- [Goal]
Print the entries that appear below, exactly as written and without their pictures.

-*-

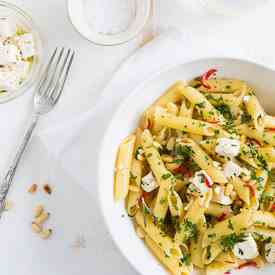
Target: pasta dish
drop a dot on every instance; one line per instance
(198, 177)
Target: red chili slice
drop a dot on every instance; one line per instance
(251, 263)
(251, 188)
(183, 170)
(222, 217)
(206, 76)
(207, 183)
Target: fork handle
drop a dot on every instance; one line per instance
(8, 177)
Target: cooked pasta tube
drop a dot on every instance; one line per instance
(218, 268)
(256, 111)
(224, 86)
(204, 161)
(168, 246)
(164, 177)
(242, 190)
(184, 123)
(209, 113)
(211, 252)
(171, 263)
(269, 122)
(266, 137)
(123, 166)
(238, 223)
(264, 218)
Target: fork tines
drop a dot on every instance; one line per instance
(56, 73)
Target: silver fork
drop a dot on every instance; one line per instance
(46, 96)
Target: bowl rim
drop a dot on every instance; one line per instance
(37, 67)
(122, 104)
(129, 38)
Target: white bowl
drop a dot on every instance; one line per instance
(22, 19)
(125, 121)
(77, 10)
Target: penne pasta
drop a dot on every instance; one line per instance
(186, 124)
(256, 111)
(123, 166)
(197, 177)
(239, 222)
(204, 161)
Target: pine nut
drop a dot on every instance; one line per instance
(38, 210)
(167, 158)
(36, 228)
(140, 232)
(228, 189)
(42, 218)
(171, 143)
(172, 108)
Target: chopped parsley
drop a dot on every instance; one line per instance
(245, 117)
(224, 109)
(190, 231)
(230, 225)
(208, 252)
(228, 241)
(184, 151)
(166, 176)
(185, 259)
(201, 104)
(212, 235)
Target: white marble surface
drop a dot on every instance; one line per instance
(74, 215)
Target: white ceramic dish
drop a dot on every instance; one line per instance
(22, 19)
(125, 120)
(77, 10)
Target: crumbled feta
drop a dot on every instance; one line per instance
(228, 147)
(11, 76)
(231, 169)
(220, 197)
(270, 252)
(9, 53)
(148, 183)
(200, 183)
(247, 249)
(25, 43)
(246, 98)
(7, 28)
(217, 164)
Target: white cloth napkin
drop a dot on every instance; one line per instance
(79, 140)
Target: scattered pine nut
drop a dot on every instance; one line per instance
(42, 218)
(32, 189)
(45, 233)
(47, 189)
(38, 210)
(36, 228)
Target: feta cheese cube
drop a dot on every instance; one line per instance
(247, 249)
(200, 183)
(246, 98)
(270, 252)
(12, 75)
(9, 53)
(220, 197)
(7, 28)
(228, 147)
(26, 44)
(148, 183)
(231, 169)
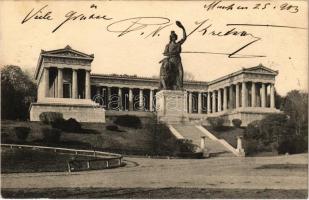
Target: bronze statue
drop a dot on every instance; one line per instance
(171, 71)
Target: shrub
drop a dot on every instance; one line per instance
(70, 125)
(293, 145)
(112, 128)
(51, 135)
(236, 123)
(216, 122)
(186, 146)
(128, 121)
(50, 117)
(22, 133)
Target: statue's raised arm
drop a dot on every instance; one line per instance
(184, 34)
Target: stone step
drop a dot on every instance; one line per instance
(191, 132)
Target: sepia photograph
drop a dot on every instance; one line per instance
(154, 99)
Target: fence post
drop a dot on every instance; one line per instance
(69, 167)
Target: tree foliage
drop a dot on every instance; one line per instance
(295, 105)
(286, 132)
(17, 93)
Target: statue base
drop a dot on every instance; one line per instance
(171, 106)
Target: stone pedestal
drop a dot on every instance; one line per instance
(171, 106)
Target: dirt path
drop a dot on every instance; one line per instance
(282, 172)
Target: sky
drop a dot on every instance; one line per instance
(283, 46)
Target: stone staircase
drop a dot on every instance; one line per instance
(194, 133)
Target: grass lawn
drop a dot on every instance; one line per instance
(153, 193)
(93, 136)
(227, 133)
(27, 160)
(128, 141)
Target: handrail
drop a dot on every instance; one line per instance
(104, 158)
(94, 152)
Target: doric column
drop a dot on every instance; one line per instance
(244, 95)
(46, 79)
(219, 101)
(231, 97)
(74, 84)
(130, 99)
(208, 103)
(141, 103)
(253, 95)
(98, 90)
(214, 101)
(151, 100)
(87, 85)
(225, 98)
(272, 95)
(190, 102)
(199, 101)
(263, 95)
(120, 99)
(237, 95)
(60, 83)
(109, 96)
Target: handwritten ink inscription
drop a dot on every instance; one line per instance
(144, 27)
(221, 5)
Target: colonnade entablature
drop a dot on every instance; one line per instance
(64, 74)
(249, 89)
(63, 77)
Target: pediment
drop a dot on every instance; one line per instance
(261, 69)
(67, 52)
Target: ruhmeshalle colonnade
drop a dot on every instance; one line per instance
(66, 84)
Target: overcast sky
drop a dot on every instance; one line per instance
(285, 49)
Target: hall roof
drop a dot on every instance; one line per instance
(66, 52)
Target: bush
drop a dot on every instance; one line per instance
(22, 133)
(50, 117)
(216, 122)
(293, 145)
(128, 121)
(51, 135)
(186, 146)
(70, 125)
(112, 128)
(236, 123)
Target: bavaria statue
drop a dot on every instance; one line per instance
(171, 71)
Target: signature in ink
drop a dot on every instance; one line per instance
(125, 26)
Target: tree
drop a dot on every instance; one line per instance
(295, 105)
(17, 93)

-*-

- [Completed exercise]
Target: pasta dish
drop a dot on every instance; one line per instance
(198, 177)
Target: red chili slice
drop a dot on every instance; one line per instance
(251, 263)
(251, 188)
(183, 170)
(222, 217)
(206, 76)
(207, 183)
Target: fork handle
drop a dot on every instance; one line per instance
(8, 177)
Target: cooked pasta tube
drop a dot on every instance; one line per instance
(218, 268)
(256, 111)
(224, 86)
(204, 161)
(168, 246)
(164, 177)
(242, 190)
(184, 123)
(209, 113)
(211, 252)
(171, 263)
(269, 122)
(266, 137)
(123, 166)
(238, 223)
(264, 218)
Target: fork tines
drop a dot on every instance; one line per instance
(56, 73)
Target: silver fork
drop a dot on every instance; one line per instance
(46, 96)
Target: bowl rim
drop a dot on every instance; one line per instance
(37, 67)
(122, 104)
(129, 38)
Target: white bowl
drop a dot on every instance; one line per instance
(22, 19)
(125, 121)
(77, 10)
Target: penne pasta
drop a dot on every instance; one line per instance
(186, 124)
(256, 111)
(123, 166)
(197, 177)
(239, 222)
(204, 161)
Target: pine nut
drop a dot on every instance; one line per instance
(38, 210)
(167, 158)
(36, 228)
(140, 232)
(228, 189)
(42, 218)
(171, 143)
(172, 108)
Target: chopped parsley
drop a dot on every instance; one line per instance
(245, 117)
(224, 109)
(190, 231)
(230, 225)
(208, 252)
(228, 241)
(184, 151)
(166, 176)
(185, 259)
(201, 104)
(212, 235)
Target: white marble surface
drop a dot on every instance; one line per instance
(74, 215)
Target: white ceramic dish
drop a dot on every instance; one line per instance
(22, 19)
(125, 120)
(77, 10)
Target: crumbled feta
drop a dot on every instance; one line per instance
(228, 147)
(11, 76)
(231, 169)
(220, 197)
(270, 252)
(9, 53)
(148, 183)
(200, 183)
(247, 249)
(25, 43)
(246, 98)
(7, 28)
(217, 164)
Target: white cloth napkin
drop a dot on every instance; one line per instance
(79, 140)
Target: scattered pine nut
drop a dot on every instance; one line per instance
(42, 218)
(32, 189)
(45, 233)
(47, 189)
(38, 210)
(36, 228)
Target: feta cheese cube
drop a dot on every instance; one line per instance
(247, 249)
(200, 183)
(246, 98)
(270, 252)
(12, 75)
(9, 53)
(220, 197)
(7, 28)
(228, 147)
(26, 44)
(148, 183)
(231, 169)
Target: bronze statue
drop a dot on every instance; one line per instance
(171, 71)
Target: shrub
drop a dot on every instance; one line per instance
(70, 125)
(293, 145)
(112, 128)
(51, 135)
(236, 123)
(216, 122)
(186, 146)
(128, 121)
(50, 117)
(22, 133)
Target: statue's raised arm
drop a dot on every instance; one line per instance
(184, 34)
Target: stone step
drop a dot on every instance; one line per instance
(191, 132)
Target: sepia photograph
drop a dot on every instance; one line per instance
(154, 99)
Target: fence post
drop a dot on every instance; one line per instance
(69, 167)
Target: tree foliage
drop a dot on every instance; one line per instance
(295, 105)
(286, 132)
(17, 93)
Target: statue base
drop a dot on every instance; one line per instance
(171, 106)
Target: stone pedestal
drop a dot on every instance; one line per instance
(171, 106)
Target: dirt path
drop a dot on every instance; one line per instance
(282, 172)
Target: sky
drop a dot on every instance; one line per instance
(283, 46)
Target: stone staircase
drop a dot on every instance; one line per instance
(194, 133)
Target: grass lawn
drop a dot on every instance; one line per instance
(153, 193)
(93, 136)
(227, 133)
(27, 160)
(128, 141)
Target: handrail
drop a dot on every instance; one line per instance
(104, 158)
(94, 152)
Target: doric column
drop a dot on every instance; one line per instance
(244, 95)
(46, 79)
(219, 101)
(231, 97)
(74, 84)
(130, 99)
(208, 103)
(141, 103)
(253, 95)
(98, 90)
(214, 101)
(151, 100)
(87, 85)
(225, 98)
(272, 95)
(190, 102)
(199, 101)
(263, 95)
(120, 99)
(237, 95)
(60, 83)
(109, 96)
Target: handwritten ink inscription
drop a dot on every instance; one line per instance
(144, 27)
(221, 5)
Target: colonnade entablature
drop a dot on every instance; one line per instance
(64, 74)
(249, 89)
(63, 77)
Target: pediment
drop a dot on every instance; one line per instance
(261, 69)
(67, 52)
Target: ruhmeshalle colonnade
drop a dot on every instance; one line per instance
(66, 84)
Target: overcast sky
drop a dot on every instance; one line per instance
(285, 49)
Target: hall roof
drop a dot on every instance; one line per instance
(66, 52)
Target: bush
drop a dot on every instance; one line per instance
(22, 133)
(50, 117)
(216, 122)
(293, 145)
(128, 121)
(51, 135)
(186, 146)
(70, 125)
(112, 128)
(236, 123)
Target: bavaria statue
drop a dot on every instance; one line per instance
(171, 71)
Target: signature in ink
drop a dot on every instance; one line per instance
(125, 26)
Target: tree
drop a dot on every instance; one line per instance
(295, 105)
(17, 93)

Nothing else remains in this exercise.